İzlenecek Talimatlar: Akkad medeniyeti metninin "B7. AKKAD MEDENİYETİ" ile başlayıp "kültürünün kaynaşmasından oluşmuştur." ile biten kısmını, "sakin" yerine "huzurlu" koyarak yeniden yazın.

12 Haziran 2013 Çarşamba

B7. AKKAD MEDENİYETİ


Akkadlar’ın mensup olduğu ilk Samî kavimleri (Doğu Samileri), Arap yarımadasından
çıkarak Orta Mezopotamya bölgesine gelmişlerdir.

Yüzyıllarca Sümer bölgesini Sümerler’le paylaşmış olan Akkadlar, Sümer kültürünü de benimsemişlerdir. Fakat MÖ. 2350 yıllarında kendi kültürleriyle ortaya çıkmışlar ve Mezopotamya’ya hâkim olmuşlardır. Böylece Mezopotamya’da Sümer idaresi son bulmuş ve Akkadlar’ın kurmuş oldukları devletin
idaresinde Sümerler, sakin bir halk olarak yaşamışlardır.

Akkad kültürü, kendilerine özgü kültürleriyle, Sümer kültürünün kaynaşmasından oluşmuştur.
Akkad (ya da Agade) şehrinde kurulan devlet, Önasya dünyasının dönüm noktasıdır. Artık bir site devleti olmaktan ziyade, siteden imparatorluğa doğru gelişmiş bir devlet görünümündedir.

Fakat burada yabancı hâkimiyet altındaki Sümer memleketinin tarihine girmeden önce, Akkad Devleti’nin tarihteki önemi üzerinde durmalıyız: Samîler Akkad Devleti’nin kuruluşu sayesinde memleketin eski bir çok geleneğini değiştirmişlerdi.
Bir defa devletin resmi dili Akkadça olmuştu.
Sümerce, tıpkı Ortaçağlar Avrupası’ndaki Latince ve Osmanlı İmparatorluğu zamanındaki Arapça gibi, yalnız din dili olarak güneydeki Sümer şehirlerinde rahipler tarafından kullanılıyordu.
Bu devirde devlet teşkilatı ve sosyal bünye de değişmişti.
Ok ve yayın özellikle Samî Akkadlar tarafından kullanıldığına dayanarak, Samîler’in Er Sülaleler Devri’nde
Mezopotamya’ya geldikleri kabul edilmektedir.
Hatta Ur’da mezarı bulunan Kraliçe Puabi (eskiden Şub-ad okunurdu) adının da Samî olduğu anlaşıldığı gibi, Er Sülaleler Devri’ne ait kral listelerindeki isimler arasında da Samî adlar görülür. Bundan dolayıdır ki, Er Sülaleler Devri’nin kültürü Sümerlerle Samîler’in ortak malıdır. Bu yüzden bu devre

Sargon’dan önceki (presargonik) devirler dahi denilmektedir.Er Sülaleler Devri’nin mütevazi EN'likleri (veya Ensilikleri) kralın tebası olan valiler haline gelmişlerdi. Teokratik sosyalist Sümer şehir devletlerinin mabed ekonomilerine dayanan "Nimette de, zahmette de iştirak" prensibi tamamen ortadan kalkmış, onun yerini şahsi mülkiyet almıştı.

Satırlar:
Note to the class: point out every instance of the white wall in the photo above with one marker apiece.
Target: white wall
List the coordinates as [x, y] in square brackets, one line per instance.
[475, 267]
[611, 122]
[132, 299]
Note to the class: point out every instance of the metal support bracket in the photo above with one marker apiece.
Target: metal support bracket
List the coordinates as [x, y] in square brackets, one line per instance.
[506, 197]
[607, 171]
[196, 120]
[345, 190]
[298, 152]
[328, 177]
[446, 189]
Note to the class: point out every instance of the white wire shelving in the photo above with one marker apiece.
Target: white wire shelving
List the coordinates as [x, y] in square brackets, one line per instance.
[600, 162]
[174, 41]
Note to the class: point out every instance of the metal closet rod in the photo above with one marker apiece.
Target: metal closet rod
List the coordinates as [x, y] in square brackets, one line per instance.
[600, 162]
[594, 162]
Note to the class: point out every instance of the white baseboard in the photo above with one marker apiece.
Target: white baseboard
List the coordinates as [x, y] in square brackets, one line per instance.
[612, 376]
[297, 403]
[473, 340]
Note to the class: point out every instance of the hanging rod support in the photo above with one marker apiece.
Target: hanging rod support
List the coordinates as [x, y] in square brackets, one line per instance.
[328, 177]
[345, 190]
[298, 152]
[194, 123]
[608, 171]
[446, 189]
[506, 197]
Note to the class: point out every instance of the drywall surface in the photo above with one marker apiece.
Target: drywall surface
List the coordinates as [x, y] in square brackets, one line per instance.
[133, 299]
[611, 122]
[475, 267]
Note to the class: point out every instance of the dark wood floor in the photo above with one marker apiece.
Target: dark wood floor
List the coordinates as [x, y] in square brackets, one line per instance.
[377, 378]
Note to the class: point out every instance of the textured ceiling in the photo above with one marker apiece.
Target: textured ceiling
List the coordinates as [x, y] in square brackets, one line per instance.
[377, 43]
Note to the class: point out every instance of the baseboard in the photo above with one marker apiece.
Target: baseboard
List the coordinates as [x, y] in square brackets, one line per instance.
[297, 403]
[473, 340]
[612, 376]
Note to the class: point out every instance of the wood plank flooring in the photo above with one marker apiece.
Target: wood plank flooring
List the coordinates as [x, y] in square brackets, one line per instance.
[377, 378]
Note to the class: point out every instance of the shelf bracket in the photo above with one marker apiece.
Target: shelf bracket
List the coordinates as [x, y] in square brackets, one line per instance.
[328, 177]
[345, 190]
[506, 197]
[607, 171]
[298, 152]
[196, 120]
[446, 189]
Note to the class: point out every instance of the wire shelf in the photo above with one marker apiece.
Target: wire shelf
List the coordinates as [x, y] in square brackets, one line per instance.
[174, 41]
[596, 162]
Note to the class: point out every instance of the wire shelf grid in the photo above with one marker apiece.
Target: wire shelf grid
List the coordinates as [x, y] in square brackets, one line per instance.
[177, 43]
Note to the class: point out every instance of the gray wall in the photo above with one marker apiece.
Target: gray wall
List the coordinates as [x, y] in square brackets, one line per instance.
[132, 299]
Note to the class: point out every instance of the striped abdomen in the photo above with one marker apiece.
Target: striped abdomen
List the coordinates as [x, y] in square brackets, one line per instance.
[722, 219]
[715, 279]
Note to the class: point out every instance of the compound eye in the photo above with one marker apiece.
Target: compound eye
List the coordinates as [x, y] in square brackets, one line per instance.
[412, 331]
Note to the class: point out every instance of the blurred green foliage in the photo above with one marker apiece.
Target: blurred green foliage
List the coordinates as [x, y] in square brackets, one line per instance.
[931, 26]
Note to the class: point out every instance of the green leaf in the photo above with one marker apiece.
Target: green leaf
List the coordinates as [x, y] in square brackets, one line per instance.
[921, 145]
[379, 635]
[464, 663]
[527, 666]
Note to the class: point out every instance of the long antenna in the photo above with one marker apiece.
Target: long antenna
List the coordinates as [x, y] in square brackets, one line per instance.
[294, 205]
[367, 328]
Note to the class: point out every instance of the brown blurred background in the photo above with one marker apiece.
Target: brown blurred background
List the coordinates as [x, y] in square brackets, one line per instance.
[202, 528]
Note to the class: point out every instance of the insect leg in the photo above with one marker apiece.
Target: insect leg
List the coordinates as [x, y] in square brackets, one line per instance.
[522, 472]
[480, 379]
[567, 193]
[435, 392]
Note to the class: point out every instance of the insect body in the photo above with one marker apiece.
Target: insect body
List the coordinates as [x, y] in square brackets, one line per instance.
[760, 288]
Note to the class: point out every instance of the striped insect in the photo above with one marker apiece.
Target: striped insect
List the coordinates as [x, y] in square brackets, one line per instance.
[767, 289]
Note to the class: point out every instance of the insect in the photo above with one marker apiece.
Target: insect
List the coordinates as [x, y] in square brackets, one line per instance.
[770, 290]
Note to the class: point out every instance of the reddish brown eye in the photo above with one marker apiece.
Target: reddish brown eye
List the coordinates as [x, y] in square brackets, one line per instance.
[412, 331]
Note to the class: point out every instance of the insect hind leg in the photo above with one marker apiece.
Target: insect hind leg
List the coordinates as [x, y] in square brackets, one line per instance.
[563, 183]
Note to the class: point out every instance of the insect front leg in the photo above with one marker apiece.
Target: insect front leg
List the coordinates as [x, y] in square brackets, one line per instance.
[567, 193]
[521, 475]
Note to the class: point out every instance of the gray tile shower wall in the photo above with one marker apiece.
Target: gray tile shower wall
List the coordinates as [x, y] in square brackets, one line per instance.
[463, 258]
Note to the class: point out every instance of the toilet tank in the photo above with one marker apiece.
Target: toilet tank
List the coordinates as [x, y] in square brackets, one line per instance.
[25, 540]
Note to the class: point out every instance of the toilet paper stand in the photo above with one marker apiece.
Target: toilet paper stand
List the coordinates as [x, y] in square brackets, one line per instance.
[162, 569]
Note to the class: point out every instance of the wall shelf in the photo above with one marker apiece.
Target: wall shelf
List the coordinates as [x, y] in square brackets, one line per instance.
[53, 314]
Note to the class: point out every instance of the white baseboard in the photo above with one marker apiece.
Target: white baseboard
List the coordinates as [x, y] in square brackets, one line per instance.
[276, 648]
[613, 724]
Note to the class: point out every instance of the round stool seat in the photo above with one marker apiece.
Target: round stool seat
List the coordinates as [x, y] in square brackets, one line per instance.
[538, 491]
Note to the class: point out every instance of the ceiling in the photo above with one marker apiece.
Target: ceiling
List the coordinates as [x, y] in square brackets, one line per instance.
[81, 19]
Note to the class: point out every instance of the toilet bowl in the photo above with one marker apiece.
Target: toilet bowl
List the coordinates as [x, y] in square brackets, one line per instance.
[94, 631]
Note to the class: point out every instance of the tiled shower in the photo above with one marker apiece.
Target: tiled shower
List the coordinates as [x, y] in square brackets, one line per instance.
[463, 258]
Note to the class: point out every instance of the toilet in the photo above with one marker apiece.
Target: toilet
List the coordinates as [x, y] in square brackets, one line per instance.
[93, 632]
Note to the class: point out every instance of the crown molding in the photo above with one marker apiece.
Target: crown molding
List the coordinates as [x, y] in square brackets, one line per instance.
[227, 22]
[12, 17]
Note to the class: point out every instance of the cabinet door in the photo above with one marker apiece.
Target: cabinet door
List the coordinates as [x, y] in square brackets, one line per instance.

* * *

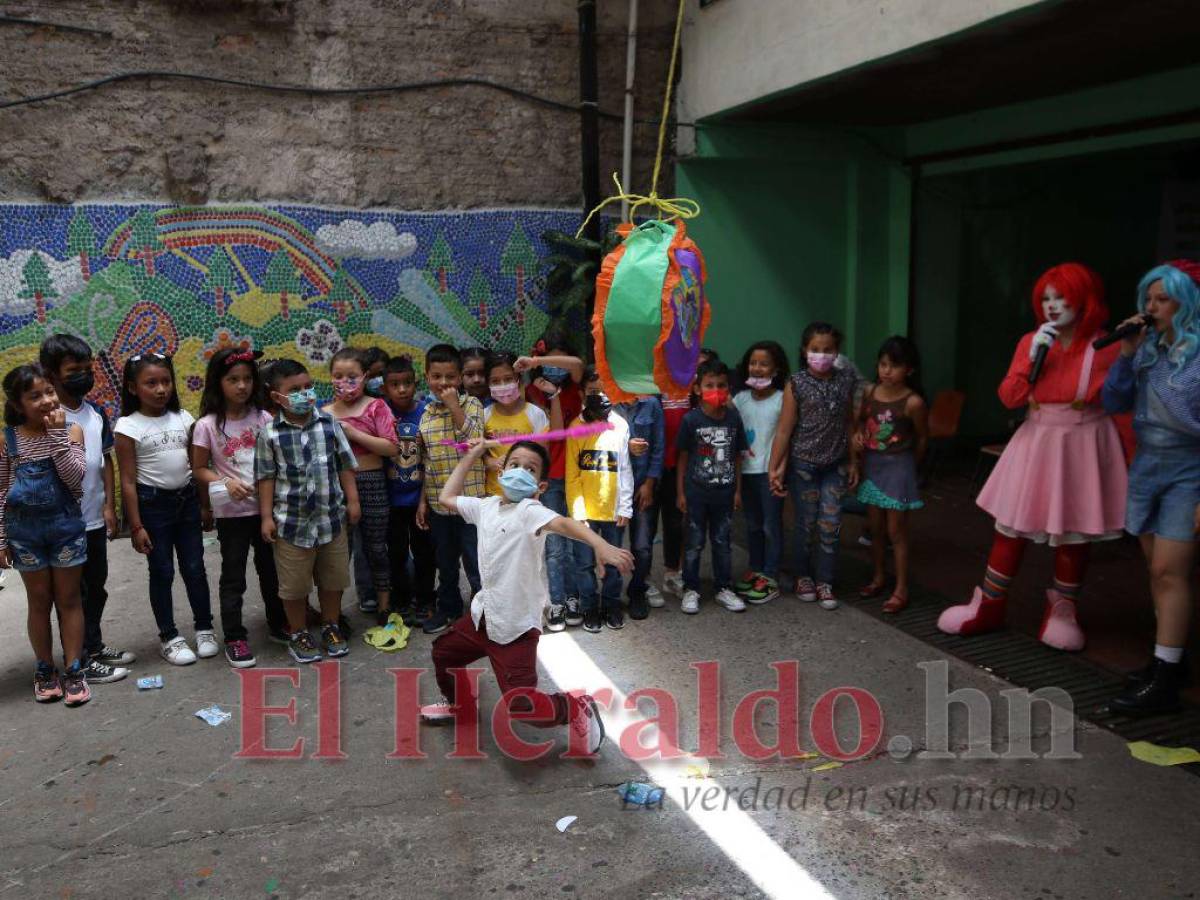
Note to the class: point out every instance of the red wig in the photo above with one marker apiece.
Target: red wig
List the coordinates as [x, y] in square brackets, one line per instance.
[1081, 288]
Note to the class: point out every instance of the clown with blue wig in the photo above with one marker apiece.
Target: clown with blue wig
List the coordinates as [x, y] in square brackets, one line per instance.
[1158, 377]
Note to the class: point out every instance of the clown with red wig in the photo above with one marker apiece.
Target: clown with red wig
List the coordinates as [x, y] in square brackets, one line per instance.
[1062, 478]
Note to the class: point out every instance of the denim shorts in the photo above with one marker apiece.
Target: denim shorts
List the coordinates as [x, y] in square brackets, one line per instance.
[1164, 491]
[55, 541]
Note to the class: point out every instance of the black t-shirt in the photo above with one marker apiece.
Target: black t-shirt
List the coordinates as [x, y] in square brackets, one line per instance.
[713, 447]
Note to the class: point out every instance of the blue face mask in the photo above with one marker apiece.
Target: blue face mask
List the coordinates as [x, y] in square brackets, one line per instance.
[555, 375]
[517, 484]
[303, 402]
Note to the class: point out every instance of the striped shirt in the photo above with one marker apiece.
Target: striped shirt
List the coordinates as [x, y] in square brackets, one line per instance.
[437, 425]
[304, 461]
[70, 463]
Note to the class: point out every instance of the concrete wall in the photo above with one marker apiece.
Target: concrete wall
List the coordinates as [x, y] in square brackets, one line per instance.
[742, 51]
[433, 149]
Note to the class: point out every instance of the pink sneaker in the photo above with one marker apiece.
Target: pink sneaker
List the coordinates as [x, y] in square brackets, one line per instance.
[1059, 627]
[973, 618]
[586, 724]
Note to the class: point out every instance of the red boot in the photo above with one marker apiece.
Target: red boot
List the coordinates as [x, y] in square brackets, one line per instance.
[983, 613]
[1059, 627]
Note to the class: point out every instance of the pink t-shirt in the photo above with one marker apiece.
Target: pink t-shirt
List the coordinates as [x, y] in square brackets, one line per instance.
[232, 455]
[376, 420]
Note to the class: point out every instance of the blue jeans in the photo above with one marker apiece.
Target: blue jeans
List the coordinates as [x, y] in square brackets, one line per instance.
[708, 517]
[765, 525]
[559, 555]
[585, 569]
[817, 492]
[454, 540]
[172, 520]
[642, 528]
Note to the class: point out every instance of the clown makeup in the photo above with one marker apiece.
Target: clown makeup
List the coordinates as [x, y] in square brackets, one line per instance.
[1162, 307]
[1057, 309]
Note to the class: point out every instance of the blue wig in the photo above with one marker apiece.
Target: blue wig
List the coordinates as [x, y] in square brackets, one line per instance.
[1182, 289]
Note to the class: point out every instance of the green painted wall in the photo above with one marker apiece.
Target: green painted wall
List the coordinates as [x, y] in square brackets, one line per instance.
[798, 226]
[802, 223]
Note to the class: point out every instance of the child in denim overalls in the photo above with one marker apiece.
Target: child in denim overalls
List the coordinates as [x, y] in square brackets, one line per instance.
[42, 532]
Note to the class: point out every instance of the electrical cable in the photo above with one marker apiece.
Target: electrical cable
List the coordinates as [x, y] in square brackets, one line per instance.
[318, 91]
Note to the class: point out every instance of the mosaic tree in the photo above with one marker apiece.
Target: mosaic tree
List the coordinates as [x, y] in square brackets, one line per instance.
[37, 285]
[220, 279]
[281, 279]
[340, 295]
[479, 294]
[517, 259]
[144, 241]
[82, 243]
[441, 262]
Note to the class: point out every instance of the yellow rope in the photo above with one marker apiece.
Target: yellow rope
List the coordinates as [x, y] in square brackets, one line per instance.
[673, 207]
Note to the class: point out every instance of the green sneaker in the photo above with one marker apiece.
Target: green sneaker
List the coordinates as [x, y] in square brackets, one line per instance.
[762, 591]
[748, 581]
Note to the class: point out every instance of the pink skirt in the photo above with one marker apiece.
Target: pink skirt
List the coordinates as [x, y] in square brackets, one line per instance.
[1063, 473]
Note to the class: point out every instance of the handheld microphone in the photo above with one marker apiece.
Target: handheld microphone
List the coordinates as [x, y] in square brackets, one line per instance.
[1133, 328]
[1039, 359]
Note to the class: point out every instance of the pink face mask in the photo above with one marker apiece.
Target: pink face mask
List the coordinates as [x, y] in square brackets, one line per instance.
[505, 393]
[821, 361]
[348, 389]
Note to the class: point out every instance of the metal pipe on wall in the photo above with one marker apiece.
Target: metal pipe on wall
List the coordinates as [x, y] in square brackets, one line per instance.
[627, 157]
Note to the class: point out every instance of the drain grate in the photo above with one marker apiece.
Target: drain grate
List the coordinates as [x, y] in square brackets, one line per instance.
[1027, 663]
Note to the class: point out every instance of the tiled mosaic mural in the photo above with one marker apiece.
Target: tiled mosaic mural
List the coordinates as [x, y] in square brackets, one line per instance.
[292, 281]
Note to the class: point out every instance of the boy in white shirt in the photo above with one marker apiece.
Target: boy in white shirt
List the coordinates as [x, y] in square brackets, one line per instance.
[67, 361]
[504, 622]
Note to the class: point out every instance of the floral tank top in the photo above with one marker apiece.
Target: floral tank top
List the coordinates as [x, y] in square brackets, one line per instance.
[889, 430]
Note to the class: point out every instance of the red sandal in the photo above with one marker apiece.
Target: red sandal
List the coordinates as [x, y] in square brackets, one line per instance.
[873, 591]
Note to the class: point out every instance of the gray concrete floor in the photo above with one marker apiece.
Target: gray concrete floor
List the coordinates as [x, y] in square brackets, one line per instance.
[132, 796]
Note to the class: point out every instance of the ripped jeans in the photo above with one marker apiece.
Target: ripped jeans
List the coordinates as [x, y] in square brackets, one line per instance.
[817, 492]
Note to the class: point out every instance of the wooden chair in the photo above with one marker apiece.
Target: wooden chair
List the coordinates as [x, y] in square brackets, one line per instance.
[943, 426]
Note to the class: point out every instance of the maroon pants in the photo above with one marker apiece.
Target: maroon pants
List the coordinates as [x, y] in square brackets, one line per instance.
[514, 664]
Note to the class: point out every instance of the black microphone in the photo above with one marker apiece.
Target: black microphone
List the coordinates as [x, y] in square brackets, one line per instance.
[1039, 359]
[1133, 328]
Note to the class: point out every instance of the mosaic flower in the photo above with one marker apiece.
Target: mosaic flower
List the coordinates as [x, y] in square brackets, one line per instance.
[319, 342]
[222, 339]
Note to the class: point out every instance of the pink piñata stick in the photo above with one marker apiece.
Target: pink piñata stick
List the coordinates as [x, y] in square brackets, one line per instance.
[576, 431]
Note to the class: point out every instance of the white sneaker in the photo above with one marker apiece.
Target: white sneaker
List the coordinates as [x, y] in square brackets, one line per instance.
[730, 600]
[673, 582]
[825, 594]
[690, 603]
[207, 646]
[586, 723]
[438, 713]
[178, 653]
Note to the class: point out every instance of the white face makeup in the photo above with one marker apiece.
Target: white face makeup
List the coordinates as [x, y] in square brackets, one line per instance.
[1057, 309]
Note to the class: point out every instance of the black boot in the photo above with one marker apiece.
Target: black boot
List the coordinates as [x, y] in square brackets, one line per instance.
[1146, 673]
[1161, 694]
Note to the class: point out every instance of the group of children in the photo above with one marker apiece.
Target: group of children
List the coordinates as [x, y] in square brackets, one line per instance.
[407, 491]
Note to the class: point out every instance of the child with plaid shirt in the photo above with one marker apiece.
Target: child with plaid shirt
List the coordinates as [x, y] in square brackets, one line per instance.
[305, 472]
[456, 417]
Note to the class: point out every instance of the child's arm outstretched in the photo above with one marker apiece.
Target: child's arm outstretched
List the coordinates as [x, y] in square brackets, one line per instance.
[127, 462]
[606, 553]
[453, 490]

Çözüm:
B7. AKKAD MEDENİYETİ


Akkadlar’ın mensup olduğu ilk Samî kavimleri (Doğu Samileri), Arap yarımadasından
çıkarak Orta Mezopotamya bölgesine gelmişlerdir.

Yüzyıllarca Sümer bölgesini Sümerler’le paylaşmış olan Akkadlar, Sümer kültürünü de benimsemişlerdir. Fakat MÖ. 2350 yıllarında kendi kültürleriyle ortaya çıkmışlar ve Mezopotamya’ya hâkim olmuşlardır. Böylece Mezopotamya’da Sümer idaresi son bulmuş ve Akkadlar’ın kurmuş oldukları devletin
idaresinde Sümerler, huzurlu bir halk olarak yaşamışlardır.

Akkad kültürü, kendilerine özgü kültürleriyle, Sümer kültürünün kaynaşmasından oluşmuştur.